**INSTRUCTIONS**
[1] In the web archiving guide below, what does the Scheduler component trigger, and at what timing?
[2] Translate this sentence from the web archiving guide below into French: "Prices update, content gets removed, terms of service are revised, and pages go offline entirely."

**EXCERPT**
* * * *
Use Case Archiving

Building a Web Archiving System with Screenshot API

February 7, 2026 · 5 min read

Photo by Yang Yinfan on Unsplash

Web pages change constantly. Prices update, content gets removed, terms of service are revised, and pages go offline entirely. For many organizations, capturing and preserving web content at specific points in time is not just useful -- it is a legal or regulatory requirement. In this guide, we will build a complete web archiving system using SnapAPI.

Why Archive Web Pages?

Legal and Compliance

Evidence preservation: Capture competitor pricing claims, advertising content, or defamatory material before it is taken down
Regulatory compliance: Financial services, healthcare, and government organizations often need to archive public-facing content
Contract documentation: Screenshot terms of service and pricing pages at the time of agreement

Business Intelligence

Competitor monitoring: Track how competitors update their pricing, features, and messaging over time
Content change detection: Get alerted when monitored pages change significantly
Brand monitoring: Archive pages that mention your brand for review

Research and Documentation

Academic research: Preserve web sources cited in papers
Journalism: Archive articles and social media posts that might be deleted
Historical records: Document the evolution of websites over time

Architecture Overview

Our archiving system has three components:

Scheduler: Triggers captures at configured intervals (cron or GitHub Actions)
* * * *
**DATASET EXCERPT**

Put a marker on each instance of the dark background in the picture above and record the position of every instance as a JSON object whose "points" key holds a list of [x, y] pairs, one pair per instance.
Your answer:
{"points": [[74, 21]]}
* * * *
**RESPONSES**
[1] It triggers captures at configured intervals, using cron or GitHub Actions.

[2] Les prix sont mis à jour, des contenus sont supprimés, les conditions d'utilisation sont révisées et des pages disparaissent complètement d'Internet.